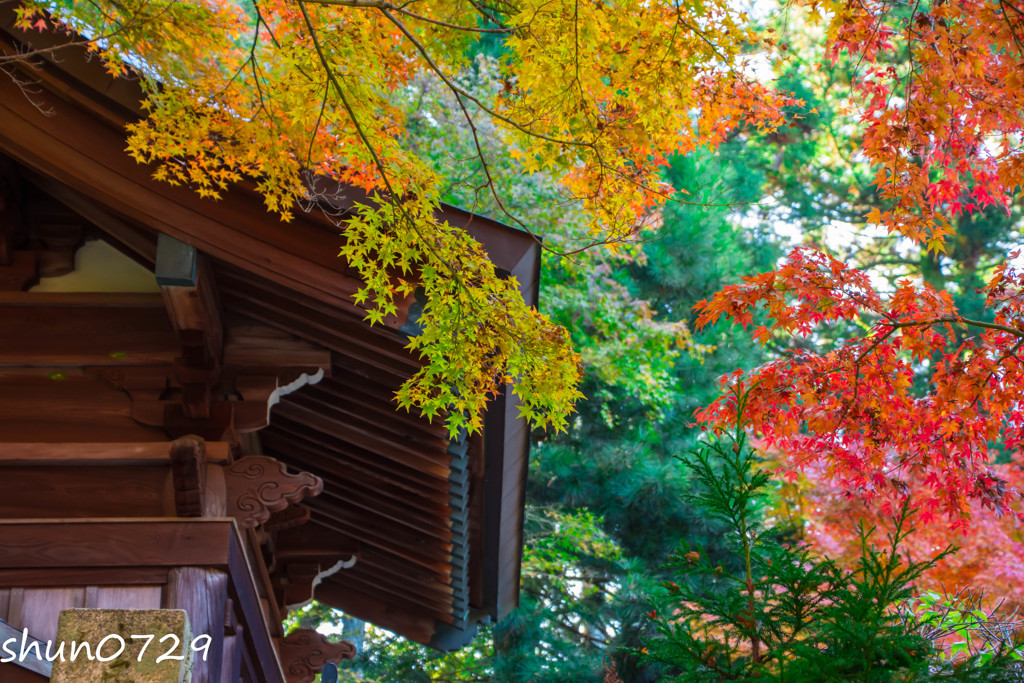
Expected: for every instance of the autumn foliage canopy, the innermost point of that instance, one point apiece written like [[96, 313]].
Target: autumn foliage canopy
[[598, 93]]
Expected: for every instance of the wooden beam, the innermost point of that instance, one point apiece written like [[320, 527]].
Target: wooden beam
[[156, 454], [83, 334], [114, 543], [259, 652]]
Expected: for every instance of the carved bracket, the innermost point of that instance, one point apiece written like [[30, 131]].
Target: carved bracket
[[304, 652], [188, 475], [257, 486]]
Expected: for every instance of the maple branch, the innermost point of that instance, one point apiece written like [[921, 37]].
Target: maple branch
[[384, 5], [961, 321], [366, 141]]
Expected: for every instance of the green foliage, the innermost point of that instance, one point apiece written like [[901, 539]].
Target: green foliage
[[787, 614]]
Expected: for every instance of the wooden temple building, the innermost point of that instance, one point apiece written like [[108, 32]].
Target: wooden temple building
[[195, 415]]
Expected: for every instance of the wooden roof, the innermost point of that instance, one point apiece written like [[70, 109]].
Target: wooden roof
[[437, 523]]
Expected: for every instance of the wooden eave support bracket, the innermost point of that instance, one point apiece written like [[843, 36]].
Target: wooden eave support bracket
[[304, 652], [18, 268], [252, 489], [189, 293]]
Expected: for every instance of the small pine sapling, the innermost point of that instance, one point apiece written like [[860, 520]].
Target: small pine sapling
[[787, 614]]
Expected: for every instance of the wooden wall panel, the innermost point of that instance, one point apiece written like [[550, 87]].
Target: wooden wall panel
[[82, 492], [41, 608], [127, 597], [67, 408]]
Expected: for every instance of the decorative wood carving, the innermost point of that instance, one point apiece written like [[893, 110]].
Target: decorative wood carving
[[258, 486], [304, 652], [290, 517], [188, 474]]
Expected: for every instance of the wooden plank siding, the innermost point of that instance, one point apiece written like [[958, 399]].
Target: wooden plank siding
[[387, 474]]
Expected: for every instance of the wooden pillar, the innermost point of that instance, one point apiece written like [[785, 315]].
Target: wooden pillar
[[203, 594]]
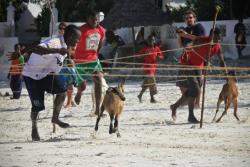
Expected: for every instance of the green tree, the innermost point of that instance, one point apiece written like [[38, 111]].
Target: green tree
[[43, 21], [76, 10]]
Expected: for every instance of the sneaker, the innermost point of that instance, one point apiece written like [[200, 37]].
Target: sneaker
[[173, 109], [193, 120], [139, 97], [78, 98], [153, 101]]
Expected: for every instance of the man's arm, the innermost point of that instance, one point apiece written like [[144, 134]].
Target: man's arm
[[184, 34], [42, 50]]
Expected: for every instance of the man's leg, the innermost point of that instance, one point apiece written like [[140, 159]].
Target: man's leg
··········
Render all the data above as a Markdown table with the columns Row and Line, one numbered row per line, skipping blank lines. Omit the pictures from the table.

Correct result
| Row | Line |
|---|---|
| 1 | Expected: for every instance of the autumn foliage canopy, the innermost point of that instance, one point apiece written like [[96, 313]]. |
| 2 | Target: autumn foliage canopy |
| 3 | [[598, 93]] |
| 4 | Expected: for every instance of the wooden beam, the innermost point of that instance, one point apiece written like [[320, 527]]. |
| 5 | Target: wooden beam |
| 6 | [[156, 454], [83, 334], [114, 543], [259, 652]] |
| 7 | Expected: for every instance of the carved bracket, the innermost point of that instance, one point apiece written like [[30, 131]]. |
| 8 | Target: carved bracket |
| 9 | [[304, 652], [188, 475], [257, 486]] |
| 10 | Expected: for every instance of the maple branch, the innermost point of that instance, one point apiece written like [[921, 37]]. |
| 11 | Target: maple branch |
| 12 | [[384, 5], [961, 321], [366, 141]] |
| 13 | Expected: for every instance of the green foliage, the innermost point of that instance, one point apiece written like [[901, 539]]. |
| 14 | Target: green foliage |
| 15 | [[787, 614]] |
| 16 | Expected: for every instance of the wooden temple building, the innermost point of that instance, one point apiece written like [[108, 32]]. |
| 17 | Target: wooden temple building |
| 18 | [[195, 415]] |
| 19 | Expected: for every instance of the wooden roof, the innermost point of that instance, one point apiece written like [[70, 109]]. |
| 20 | Target: wooden roof |
| 21 | [[437, 523]] |
| 22 | Expected: for every instance of the wooden eave support bracket, the innermost point of that instance, one point apiece written like [[843, 36]]. |
| 23 | Target: wooden eave support bracket |
| 24 | [[304, 652], [18, 268], [252, 489], [189, 293]] |
| 25 | Expected: for every instance of the small pine sapling, the innermost point of that instance, one point apiece written like [[860, 520]]. |
| 26 | Target: small pine sapling |
| 27 | [[787, 614]] |
| 28 | Expected: for every instance of the wooden wall panel, the innermost point of that instance, one point apiece written like [[550, 87]]. |
| 29 | Target: wooden wall panel |
| 30 | [[82, 492], [41, 608], [127, 597], [67, 408]] |
| 31 | Expected: for every instance of the decorative wood carving, the innermost point of that instance, one point apiece written like [[893, 110]]. |
| 32 | Target: decorative wood carving |
| 33 | [[258, 486], [304, 652], [290, 517], [188, 474]] |
| 34 | Expected: for every instance of the wooden plank siding, the innermost point of that instance, one point apiece written like [[958, 399]]. |
| 35 | Target: wooden plank siding |
| 36 | [[387, 474]] |
| 37 | Expected: for every instance of the wooden pillar, the innermost point of that instance, one point apiece written like [[785, 315]]. |
| 38 | Target: wooden pillar |
| 39 | [[203, 594]] |
| 40 | Expected: for every instance of the green tree, the innermost point of that instance, one point apiece written like [[38, 111]]. |
| 41 | Target: green tree |
| 42 | [[43, 21], [76, 10]] |
| 43 | Expected: for every instance of the sneaker, the innermost point of that instance, one point apiece written like [[200, 37]]. |
| 44 | Target: sneaker |
| 45 | [[173, 109], [193, 120], [139, 97], [78, 98], [153, 101]] |
| 46 | Expected: for every instance of the man's arm, the innermost point of that instance, one point apiece written like [[144, 134]]. |
| 47 | Target: man's arm |
| 48 | [[184, 34], [42, 50]] |
| 49 | Expected: for every instance of the man's leg, the innermost point of that instance, one point apiece written like [[140, 159]]. |
| 50 | Target: man's leg |